What you will do
Copy the material that follows word for word and omit its pictures.

###

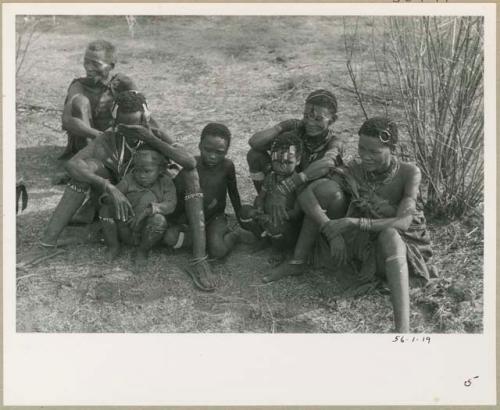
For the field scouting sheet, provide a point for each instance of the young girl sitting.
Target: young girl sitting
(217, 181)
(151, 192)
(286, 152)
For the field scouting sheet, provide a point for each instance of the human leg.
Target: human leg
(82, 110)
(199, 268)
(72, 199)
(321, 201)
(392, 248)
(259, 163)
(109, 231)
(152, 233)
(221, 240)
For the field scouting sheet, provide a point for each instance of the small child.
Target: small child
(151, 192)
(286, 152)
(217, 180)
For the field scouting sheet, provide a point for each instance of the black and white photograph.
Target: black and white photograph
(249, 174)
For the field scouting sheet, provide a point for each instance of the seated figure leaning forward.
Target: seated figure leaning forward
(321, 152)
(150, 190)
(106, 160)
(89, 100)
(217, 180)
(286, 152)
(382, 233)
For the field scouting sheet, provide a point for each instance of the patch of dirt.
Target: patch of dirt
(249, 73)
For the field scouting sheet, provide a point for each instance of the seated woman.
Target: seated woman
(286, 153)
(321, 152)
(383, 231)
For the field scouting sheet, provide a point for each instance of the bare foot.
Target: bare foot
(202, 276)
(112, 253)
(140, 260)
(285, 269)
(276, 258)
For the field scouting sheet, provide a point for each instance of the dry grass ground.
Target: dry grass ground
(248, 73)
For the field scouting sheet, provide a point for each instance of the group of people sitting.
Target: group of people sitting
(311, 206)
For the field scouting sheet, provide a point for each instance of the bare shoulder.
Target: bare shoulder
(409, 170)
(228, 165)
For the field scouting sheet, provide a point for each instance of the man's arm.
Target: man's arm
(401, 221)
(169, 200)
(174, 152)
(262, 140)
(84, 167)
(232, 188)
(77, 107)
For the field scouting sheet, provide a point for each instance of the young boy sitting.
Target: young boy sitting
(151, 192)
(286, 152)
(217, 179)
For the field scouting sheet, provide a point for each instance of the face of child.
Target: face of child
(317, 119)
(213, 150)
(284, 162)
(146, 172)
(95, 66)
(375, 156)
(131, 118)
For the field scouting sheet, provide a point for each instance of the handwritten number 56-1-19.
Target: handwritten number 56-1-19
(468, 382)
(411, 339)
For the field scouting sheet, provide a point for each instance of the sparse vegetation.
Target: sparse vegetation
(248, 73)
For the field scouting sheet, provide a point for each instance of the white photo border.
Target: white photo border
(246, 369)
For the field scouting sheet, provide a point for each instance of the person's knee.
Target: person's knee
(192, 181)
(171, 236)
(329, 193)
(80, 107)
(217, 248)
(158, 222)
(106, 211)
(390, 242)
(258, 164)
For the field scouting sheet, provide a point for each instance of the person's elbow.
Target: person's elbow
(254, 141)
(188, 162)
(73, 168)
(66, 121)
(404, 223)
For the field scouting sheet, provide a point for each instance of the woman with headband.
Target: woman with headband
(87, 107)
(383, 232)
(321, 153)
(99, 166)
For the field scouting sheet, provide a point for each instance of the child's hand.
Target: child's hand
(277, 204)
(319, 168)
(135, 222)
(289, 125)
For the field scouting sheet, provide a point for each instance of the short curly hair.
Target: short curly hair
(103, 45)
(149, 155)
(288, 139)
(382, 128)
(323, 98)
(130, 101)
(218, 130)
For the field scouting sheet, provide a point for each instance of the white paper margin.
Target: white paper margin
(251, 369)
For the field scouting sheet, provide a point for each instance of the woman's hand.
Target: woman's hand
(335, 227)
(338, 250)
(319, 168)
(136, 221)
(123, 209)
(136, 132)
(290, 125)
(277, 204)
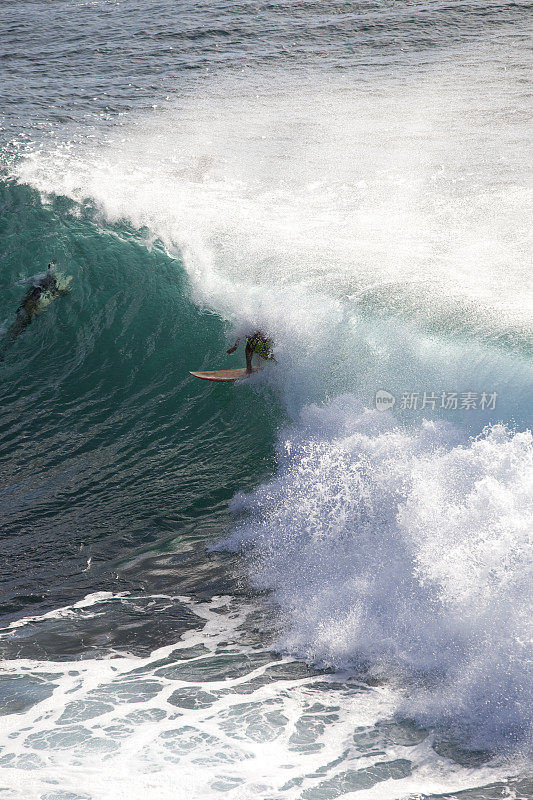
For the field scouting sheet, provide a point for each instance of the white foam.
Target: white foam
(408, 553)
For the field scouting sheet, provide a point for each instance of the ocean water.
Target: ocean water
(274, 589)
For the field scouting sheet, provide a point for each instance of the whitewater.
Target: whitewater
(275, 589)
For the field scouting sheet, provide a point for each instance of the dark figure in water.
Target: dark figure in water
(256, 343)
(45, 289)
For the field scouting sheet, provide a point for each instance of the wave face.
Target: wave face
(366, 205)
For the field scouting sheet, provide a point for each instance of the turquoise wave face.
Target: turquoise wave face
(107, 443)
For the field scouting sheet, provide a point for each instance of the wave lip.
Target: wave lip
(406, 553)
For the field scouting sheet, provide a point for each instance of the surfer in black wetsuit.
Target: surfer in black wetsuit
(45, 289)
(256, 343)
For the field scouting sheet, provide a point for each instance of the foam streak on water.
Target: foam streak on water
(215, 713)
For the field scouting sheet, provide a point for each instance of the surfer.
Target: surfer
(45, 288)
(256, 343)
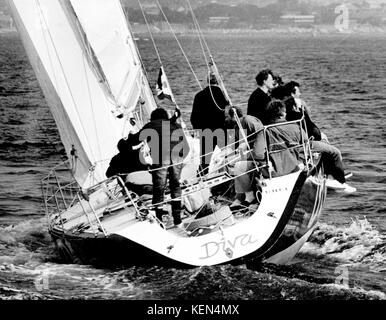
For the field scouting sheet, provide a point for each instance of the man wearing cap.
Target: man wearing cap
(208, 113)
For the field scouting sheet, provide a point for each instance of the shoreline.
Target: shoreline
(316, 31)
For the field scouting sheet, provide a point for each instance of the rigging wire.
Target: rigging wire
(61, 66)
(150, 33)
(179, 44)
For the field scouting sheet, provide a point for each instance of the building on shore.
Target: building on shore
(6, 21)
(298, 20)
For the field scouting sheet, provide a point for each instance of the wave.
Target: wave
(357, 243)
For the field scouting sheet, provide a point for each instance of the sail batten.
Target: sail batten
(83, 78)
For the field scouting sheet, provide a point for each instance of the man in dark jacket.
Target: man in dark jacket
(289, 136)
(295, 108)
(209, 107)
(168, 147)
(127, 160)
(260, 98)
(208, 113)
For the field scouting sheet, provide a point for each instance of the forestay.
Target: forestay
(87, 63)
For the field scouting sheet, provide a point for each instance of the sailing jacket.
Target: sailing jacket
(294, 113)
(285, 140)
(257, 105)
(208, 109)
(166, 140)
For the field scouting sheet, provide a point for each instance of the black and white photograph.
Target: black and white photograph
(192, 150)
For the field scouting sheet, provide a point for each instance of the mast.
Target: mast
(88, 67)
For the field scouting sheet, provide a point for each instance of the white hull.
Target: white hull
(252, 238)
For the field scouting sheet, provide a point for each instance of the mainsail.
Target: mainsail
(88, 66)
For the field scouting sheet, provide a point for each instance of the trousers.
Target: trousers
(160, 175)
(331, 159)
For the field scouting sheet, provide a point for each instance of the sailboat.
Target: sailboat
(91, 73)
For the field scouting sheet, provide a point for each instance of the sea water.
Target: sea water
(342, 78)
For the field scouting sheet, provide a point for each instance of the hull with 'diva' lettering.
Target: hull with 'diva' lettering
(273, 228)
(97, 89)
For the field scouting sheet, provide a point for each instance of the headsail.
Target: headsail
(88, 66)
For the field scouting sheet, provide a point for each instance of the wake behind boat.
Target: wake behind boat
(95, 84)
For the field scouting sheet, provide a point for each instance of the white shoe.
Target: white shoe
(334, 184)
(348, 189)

###

Exercise solution
For the field scouting sheet, provide a point for each instance of the young girl sitting.
Target: young girl sitting
(217, 181)
(151, 192)
(286, 152)
For the field scouting sheet, provide a point for each instance of the human leg.
Target: human leg
(82, 110)
(199, 268)
(72, 199)
(321, 201)
(392, 248)
(259, 163)
(109, 231)
(152, 233)
(221, 240)
For the field scouting sheet, provide a point for each instance of the small child.
Target: small child
(151, 192)
(286, 152)
(217, 180)
For the field scouting sheet, provide a point for each instance of the black and white photograph.
Target: black and white photograph
(249, 174)
For the field scouting sheet, provide a point for each instance of the seated figure leaning forward.
Target: seated figure leaning forward
(321, 152)
(150, 190)
(106, 160)
(89, 100)
(217, 180)
(286, 152)
(382, 233)
For the field scouting sheet, provide a point for each instance of the patch of dirt.
Target: patch of dirt
(249, 73)
For the field scouting sheet, provide a point for each instance of the seated woman.
Target: seated woman
(286, 153)
(321, 152)
(383, 231)
For the field scouting sheet, provide a point for each instance of the bare foot.
Target: bare foot
(202, 276)
(112, 253)
(140, 260)
(285, 269)
(276, 258)
For the field scouting sheet, provide a point for each instance of the dry grass ground.
Target: dry grass ground
(248, 73)
For the field scouting sheet, provide a point for each instance of the group of people sitting.
Target: group of people sitting
(311, 206)
For the field scouting sheet, provide a point for each instance of the bare shoulder.
Target: bare shoulder
(409, 170)
(228, 165)
For the field scouting sheet, provide a point for each instance of the man's arm.
Target: man's arm
(401, 221)
(169, 200)
(174, 152)
(262, 140)
(84, 167)
(232, 188)
(77, 107)
For the field scouting sheet, provide a point for each instance of the young boy sitting.
Target: young boy sitting
(151, 192)
(286, 152)
(217, 179)
For the field scouting sheet, provide a point for each instance of the face of child.
Target: face of child
(317, 119)
(213, 150)
(284, 162)
(146, 172)
(95, 66)
(375, 156)
(131, 118)
For the field scouting sheet, provide a point for each instance of the handwritten number 56-1-19.
Target: handwritten number 56-1-19
(468, 382)
(411, 339)
For the field scouting sheet, provide a point for each instance of the sparse vegetation.
Target: sparse vegetation
(248, 73)
For the field scouting sheet, provide a point for each instance of the white photo border.
Target: white photo border
(246, 369)
For the field scouting sheet, provide a point for each instance of the person's knee.
Target: person's knee
(192, 181)
(171, 236)
(329, 193)
(80, 107)
(217, 248)
(158, 222)
(106, 211)
(390, 242)
(258, 164)
For the field scouting sheet, provide a point for each instance of the person's elbow.
Target: person's elbow
(254, 141)
(188, 162)
(73, 168)
(66, 121)
(404, 223)
For the field scouting sheet, provide a point for each instance of the woman with headband.
Target: woman with headband
(87, 107)
(383, 232)
(321, 153)
(99, 166)
For the field scouting sheet, provide a point for each instance of the child's hand.
Target: child's hand
(277, 204)
(319, 168)
(135, 222)
(289, 125)
For the field scouting sheet, provide a point for each instance of the short curly hair.
Target: short curly hair
(103, 45)
(149, 155)
(288, 139)
(382, 128)
(323, 98)
(130, 101)
(218, 130)
For the field scouting sheet, provide a point for each instance of the white paper margin.
Target: white paper margin
(251, 369)
For the field scouting sheet, provide a point for each instance of the woman's hand.
Target: woman's hand
(335, 227)
(338, 250)
(319, 168)
(136, 221)
(123, 209)
(136, 132)
(290, 125)
(277, 204)
For the field scouting sheet, provide a point for each instance of the white foam.
Target: white foam
(408, 553)
For the field scouting sheet, provide a point for each instance of the ocean water.
Target: ocean water
(274, 589)
For the field scouting sheet, provide a point for each instance of the whitewater.
Target: whitewater
(275, 589)
For the field scouting sheet, provide a point for each instance of the dark figure in water.
Target: dark figure in water
(256, 343)
(45, 289)
For the field scouting sheet, provide a point for each instance of the wave face.
Target: wave face
(366, 205)
For the field scouting sheet, provide a point for each instance of the turquoise wave face.
Target: turquoise wave face
(107, 443)
For the field scouting sheet, provide a point for each instance of the wave lip.
Target: wave lip
(406, 553)
For the field scouting sheet, provide a point for each instance of the surfer in black wetsuit.
Target: surfer in black wetsuit
(45, 289)
(256, 343)
For the field scouting sheet, provide a point for each instance of the foam streak on water.
Target: foam streak on water
(215, 713)
For the field scouting sheet, provide a point for each instance of the surfer.
Target: surfer
(45, 288)
(256, 343)
For the field scouting sheet, provide a point for each instance of the man wearing cap.
Target: man wearing cap
(208, 113)
For the field scouting sheet, provide a point for each instance of the shoreline.
Target: shoreline
(316, 31)
For the field scouting sheet, provide a point for each instance of the rigging wire.
Target: rigging wire
(61, 66)
(150, 33)
(179, 44)
For the field scouting sheet, provide a point for each instance of the building on shore.
Target: building on shore
(6, 21)
(298, 20)
For the field scouting sheet, provide a point for each instance of the wave.
Target: wave
(357, 243)
For the field scouting sheet, provide a point for each instance of the sail batten.
Target: sail batten
(83, 78)
For the field scouting sheet, provide a point for each instance of the man in dark jacket.
Target: man in dark jacket
(289, 136)
(295, 108)
(209, 107)
(168, 147)
(127, 160)
(260, 98)
(208, 113)
For the field scouting sheet, provide a point for each instance of the forestay.
Target: forestay
(87, 63)
For the field scouting sheet, provide a point for each instance of the sailing jacket.
Target: sailing jacket
(294, 113)
(285, 140)
(257, 105)
(208, 109)
(166, 140)
For the field scouting sheet, provide a point for each instance of the black and white photograph.
Target: black and white photograph
(192, 150)
For the field scouting sheet, provide a point for each instance of the mast.
Target: mast
(88, 67)
For the field scouting sheet, provide a point for each instance of the white hull.
Target: white hull
(252, 238)
For the field scouting sheet, provide a point for each instance of the mainsail.
Target: mainsail
(88, 66)
For the field scouting sheet, provide a point for each instance of the trousers.
Target: trousers
(160, 175)
(331, 159)
For the field scouting sheet, provide a point for each instance of the sailboat.
Target: sailboat
(91, 73)
For the field scouting sheet, provide a point for each instance of the sea water.
Target: sea water
(342, 78)
For the field scouting sheet, provide a point for each instance of the hull with 'diva' lettering.
Target: hull with 'diva' lettering
(273, 228)
(97, 89)
For the field scouting sheet, provide a point for each instance of the headsail.
Target: headsail
(88, 66)
For the field scouting sheet, provide a point for each instance of the wake behind boat.
Target: wake behind boat
(95, 84)
For the field scouting sheet, provide a point for each instance of the white shoe.
Target: white shoe
(334, 184)
(348, 189)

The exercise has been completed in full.